*Text excerpt:*
# # # # #

Friday, April 27
It's Double Decker Festival weekend here in Oxford, Mississippi which means enjoying a six-pack will stand as breakfast for some. For those of you a year or two (decades) past your twenties, it's okay to sip slowly. And, in the evening.
1. Wendell Berry is enjoying a pretty good week. Last Monday, he gave the 41st Jefferson Lecture in the Humanities where he was introduced by fellow Kick-ass Kentuckian, Bobbie Ann Mason. And, this week The New York Times sent Berry a love letter. Mark Bittman, who penned that letter for the paper's on-line Opinionator column, held back a little bit of affection for himself. In what may win the prize for Best Humblebrag not Found on Twitter, Bittman shares that he spent "hours" with Berry (an experience many thinking folks covet) and that he asked a question so profound Berry had to call him after the interview to pay proper homage to the question (pretty much the wet dream of every journalist). Nicely done, Bittman. Nicely done.
2. The Man Who Mistook His Girlfriend for a Hog. Flowers and candy aren't going to fix this.
3. But an oyster loaf might. Which is why, San Francisco, even if you did invent the oyster loaf, it's not yours anymore. You didn't take care of it. You didn't do enough with it. It's happier in New Orleans. It belongs there.
4. According to an incredibly depressing study conducted by North Carolina State PhD candidate, Sarah Rusche, and published in The Journal of Black Studies, restaurant racism is alive and well. How depressing? Only 10.5% of the 200 restaurant workers surveyed, reported never engaging in or observing racialized discourse.
5. Can't afford to travel this summer? Stay home and eat bacon. Seriously, as much as you want. Trust us, you can afford it.
6. Check out The Illusion of Choice. But be warned. It's addictive. And disheartening. Deciding between a six-pack of Slim Fast or a pint of Ben and Jerry's? Unilever doesn't care. They get paid either way. Ever ponder which food giant is represented by the most old white men? Pepsico, of course. They claim the Quaker Oats Man, Colonel Sanders, and Captain Crunch as totems.
And a chaser... This really doesn't have anything to do with food. But it does have to do with an age old Southern admonishment: "Act right!" This is the one where drunken sailors explain how to act right to the United States Secret Service.
Thursday, April 26
June Course to Bridge Foodways Scholarship and Public Policy, Examining Social Inequality in Mississippi
The Southern Foodways Alliance will collaborate with the University of Mississippi Department of Public Policy Leadership (PPL) to offer a June 2012 course entitled “Bringing Food to the People: Food Policy and Social Inequities in Mississippi.” The course will be led by Dr. Jill Cooley, Postdoctoral Fellow and Visiting Assistant Professor at the SFA, and and Dr. Jody Holland, Visiting Assistant Professor of PPL.

# # # # #

*Data section:*
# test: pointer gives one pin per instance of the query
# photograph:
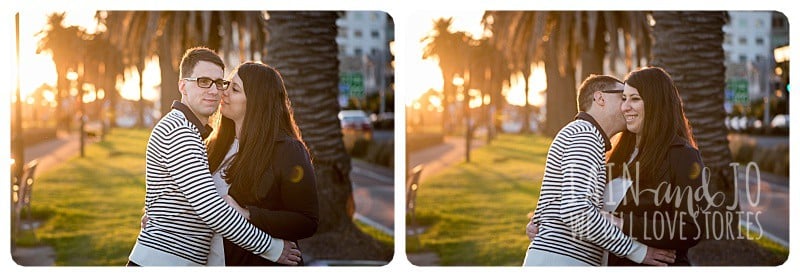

# # # # #

*What this exercise asks:*
• A. Switch "bacon" to "barbecue" in the blog post from "5. Can't afford" to "Crunch as totems.".
• B. Turn the blog post paragraph beginning "The Southern Foodways Alliance will collaborate" into a short list of its main facts.
• C. Continue the blog post about the June food policy course from its last sentence.
The material has no connection to the blog post.

*Final answers:*
• A.
5. Can't afford to travel this summer? Stay home and eat barbecue. Seriously, as much as you want. Trust us, you can afford it.
6. Check out The Illusion of Choice. But be warned. It's addictive. And disheartening. Deciding between a six-pack of Slim Fast or a pint of Ben and Jerry's? Unilever doesn't care. They get paid either way. Ever ponder which food giant is represented by the most old white men? Pepsico, of course. They claim the Quaker Oats Man, Colonel Sanders, and Captain Crunch as totems.

• B.
- Partners: the Southern Foodways Alliance and the University of Mississippi Department of Public Policy Leadership (PPL)
- Offering: a June 2012 course
- Title: "Bringing Food to the People: Food Policy and Social Inequities in Mississippi"
- Instructors: Dr. Jill Cooley, Postdoctoral Fellow and Visiting Assistant Professor at the SFA, and Dr. Jody Holland, Visiting Assistant Professor of PPL

• C.
The University of Mississippi is a leader in the development of foodways studies as a scholarly discipline, and the UM Public Policy Leadership program is well-known for producing highly-effective communicators well-versed in policy-making from the local to the global. “With teachers from two complementary departments and a compelling syllabus, the class will, we think, prove a great primer on the interdisciplinary approaches that can be applied to the field,” says John T. Edge, Director of the Southern Foodways Alliance.
Dr. Cooley notes that interdisciplinary, team-taught courses provide a unique opportunity for students—“from these different perspectives of history and policy, we will consider how the nation’s food policy developed historically and how public policy continues to influence American diets.”
The course will include seminar and practicum components. Cooley and Holland have posed the question of how government policies have shaped the socio-economic and political realities of North Mississippi. Studies of the intersection of race, class, and gender in twentieth-century southern history will provide context for understanding historic and contemporary federal policy efforts to ameliorate hunger and poverty.
For the practicum component of the course, students will examine area farmers’ markets to gauge the effectiveness of current efforts to revitalize the area by making local, fresh, healthy foods accessible to economically-disadvantaged populations. Holland notes that “The U. S. Department of Agriculture estimates between 30,000 and 50,000 farmers currently sell at farmers’ markets. This number represents a growth spurt in farmers’ markets, which emphasize small and mid-scale farming operations. This course will explore the impacts and policy due to emerging local food economy.”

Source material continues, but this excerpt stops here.